┌─ PAGE
Now if you’re familiar with Smokin’ at the Half Note, you may feel like “yeah, yeah, I heard it all before!” Well you may be more than pleasantly surprised. Wes and the trio truly “smoke” during these performances as they play extended chorus after chorus of the finest Jazz blowing only the best can offer. Don’t get me wrong, it’s the Wes that we all know and love. The hip lines are all there, the octaves, the block-chord soloing and the melodic beauty that has transfixed so many great guitarists like Pat Metheny, George Benson, Emily Remler, Terrence Brewer, Dave Stryker and countless others of that ilk. What gives this 2 CD set a step up is how much more this top shelf unit puts out, especially during the November 19th set where the shortest tune**, “Cherokee”, is a mere 10 minutes and 39 seconds of pure improvisational splendor compared to “The Song Is You” which gives the cats 16 minutes and 18 seconds to become fully immersed in the music allowing them to shine just a tad hotter and brighter resulting in “Maximum Swing!” 🙂 Suffice it to say…deep non-verbal communication and sympatico ruled the roost that night!
└─
┌─ DATA LISTING
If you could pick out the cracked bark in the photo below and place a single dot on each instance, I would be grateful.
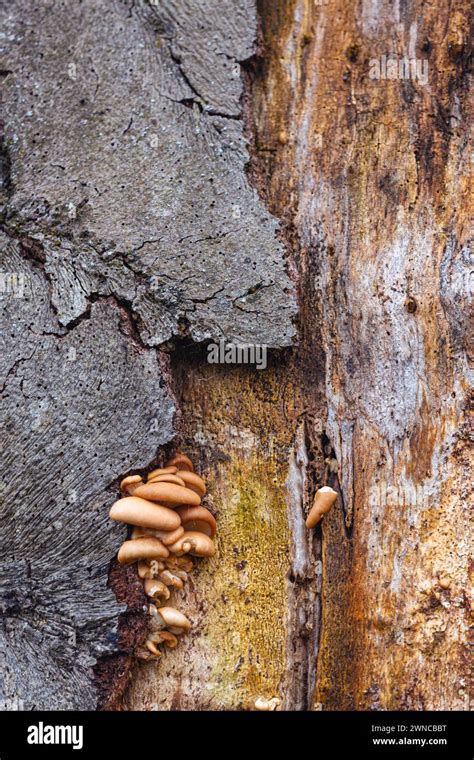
(173, 226)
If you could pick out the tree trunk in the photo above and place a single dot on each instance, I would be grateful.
(175, 173)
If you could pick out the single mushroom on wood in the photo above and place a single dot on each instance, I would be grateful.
(168, 493)
(172, 619)
(141, 548)
(161, 471)
(167, 479)
(323, 501)
(150, 568)
(267, 705)
(156, 589)
(167, 536)
(136, 511)
(193, 542)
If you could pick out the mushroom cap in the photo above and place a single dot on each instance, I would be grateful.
(167, 492)
(162, 471)
(151, 646)
(324, 498)
(156, 589)
(179, 563)
(169, 478)
(173, 619)
(197, 519)
(166, 536)
(193, 542)
(170, 578)
(268, 705)
(182, 461)
(141, 548)
(136, 511)
(192, 481)
(169, 639)
(129, 483)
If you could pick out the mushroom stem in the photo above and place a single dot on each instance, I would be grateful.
(195, 543)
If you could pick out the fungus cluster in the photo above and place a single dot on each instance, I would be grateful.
(323, 500)
(168, 524)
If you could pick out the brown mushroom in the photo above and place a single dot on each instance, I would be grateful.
(167, 479)
(179, 563)
(267, 705)
(323, 501)
(168, 493)
(197, 519)
(141, 548)
(172, 619)
(167, 536)
(181, 461)
(162, 471)
(170, 578)
(192, 542)
(151, 646)
(156, 589)
(192, 481)
(130, 484)
(136, 511)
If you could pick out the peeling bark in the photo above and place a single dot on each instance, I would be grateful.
(166, 183)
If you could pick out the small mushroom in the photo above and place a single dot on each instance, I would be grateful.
(167, 536)
(141, 548)
(197, 519)
(179, 563)
(130, 484)
(136, 511)
(181, 461)
(152, 648)
(167, 479)
(156, 589)
(170, 579)
(192, 542)
(192, 481)
(172, 619)
(169, 639)
(168, 493)
(323, 501)
(162, 471)
(267, 705)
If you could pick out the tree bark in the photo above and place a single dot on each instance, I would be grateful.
(182, 172)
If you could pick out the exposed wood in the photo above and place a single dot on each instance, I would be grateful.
(184, 171)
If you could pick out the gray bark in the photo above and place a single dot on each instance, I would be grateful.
(127, 214)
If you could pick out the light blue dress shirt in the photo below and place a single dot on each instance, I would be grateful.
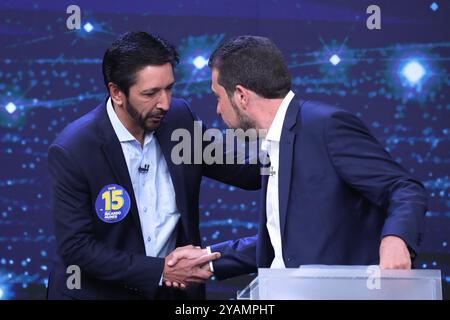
└─
EXERCISE GOAL
In the jazz review, how long does "The Song Is You" run?

TASK SOLUTION
16 minutes and 18 seconds